Idea Journal Weekly 3

December 22 · Issue #118 · View online
We combine 3 ideas to help you think differently and be more creative.

Summary: Believe in change. Stack the future. Stare at who you want to become. (~4 min read)
Note: Ideas #1, #2, and #3 are taken from previous issues, and we’ve combined them here to explore a new core theme: imagining possible futures.

#1. Believe in change to become better at predicting it
Entrepreneur and investor Paul Graham writes in his essay How to Be an Expert in a Changing World that when experts are wrong, “it’s often because they’re experts in an earlier version of the world.” 
If the world were static, then we could have increasing confidence in those beliefs that survived more experiences over time.
But the world isn’t static.
Graham recommends two ways to help protect yourself against obsolete beliefs:
Have an explicit belief in change: Beliefs about the future are “so rarely correct that they usually aren’t worth the extra rigidity they impose, and that the best strategy is simply to be aggressively open-minded.” It’s OK to have working hypotheses, but you should be disciplined enough to ensure they don’t “harden into anything more.”
Bet on people over ideas: Predicting the nature of future discoveries is hard. Predicting the kind of people who will make them is easier – good new ideas come from those who are earnest, energetic, and independent-minded. “If you want to notice quickly when your beliefs become obsolete, you can’t do better than to be friends with the people whose discoveries will make them so.”

§ **Short task**:
Reproduce the Idea Journal newsletter above word for word, from its title line through the final sentence.

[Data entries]
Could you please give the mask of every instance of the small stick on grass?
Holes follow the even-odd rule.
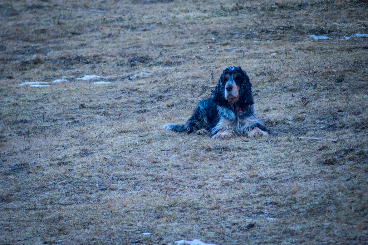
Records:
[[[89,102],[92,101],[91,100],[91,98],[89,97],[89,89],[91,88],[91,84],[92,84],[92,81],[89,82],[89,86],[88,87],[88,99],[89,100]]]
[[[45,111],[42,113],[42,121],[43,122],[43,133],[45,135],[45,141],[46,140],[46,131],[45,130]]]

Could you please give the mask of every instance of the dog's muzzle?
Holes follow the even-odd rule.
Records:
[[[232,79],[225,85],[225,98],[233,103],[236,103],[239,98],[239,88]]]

==

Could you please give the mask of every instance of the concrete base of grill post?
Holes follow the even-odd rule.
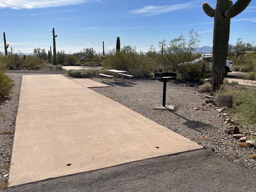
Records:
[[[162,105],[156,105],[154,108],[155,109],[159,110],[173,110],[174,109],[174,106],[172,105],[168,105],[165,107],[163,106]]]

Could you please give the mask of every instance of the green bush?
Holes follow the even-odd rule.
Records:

§ **Solution to this problem**:
Idea Journal Weekly 3

December 22 · Issue #118 · View online
We combine 3 ideas to help you think differently and be more creative.

Summary: Believe in change. Stack the future. Stare at who you want to become. (~4 min read)
Note: Ideas #1, #2, and #3 are taken from previous issues, and we’ve combined them here to explore a new core theme: imagining possible futures.

#1. Believe in change to become better at predicting it
Entrepreneur and investor Paul Graham writes in his essay How to Be an Expert in a Changing World that when experts are wrong, “it’s often because they’re experts in an earlier version of the world.” 
If the world were static, then we could have increasing confidence in those beliefs that survived more experiences over time.
But the world isn’t static.
Graham recommends two ways to help protect yourself against obsolete beliefs:
Have an explicit belief in change: Beliefs about the future are “so rarely correct that they usually aren’t worth the extra rigidity they impose, and that the best strategy is simply to be aggressively open-minded.” It’s OK to have working hypotheses, but you should be disciplined enough to ensure they don’t “harden into anything more.”
Bet on people over ideas: Predicting the nature of future discoveries is hard. Predicting the kind of people who will make them is easier – good new ideas come from those who are earnest, energetic, and independent-minded. “If you want to notice quickly when your beliefs become obsolete, you can’t do better than to be friends with the people whose discoveries will make them so.”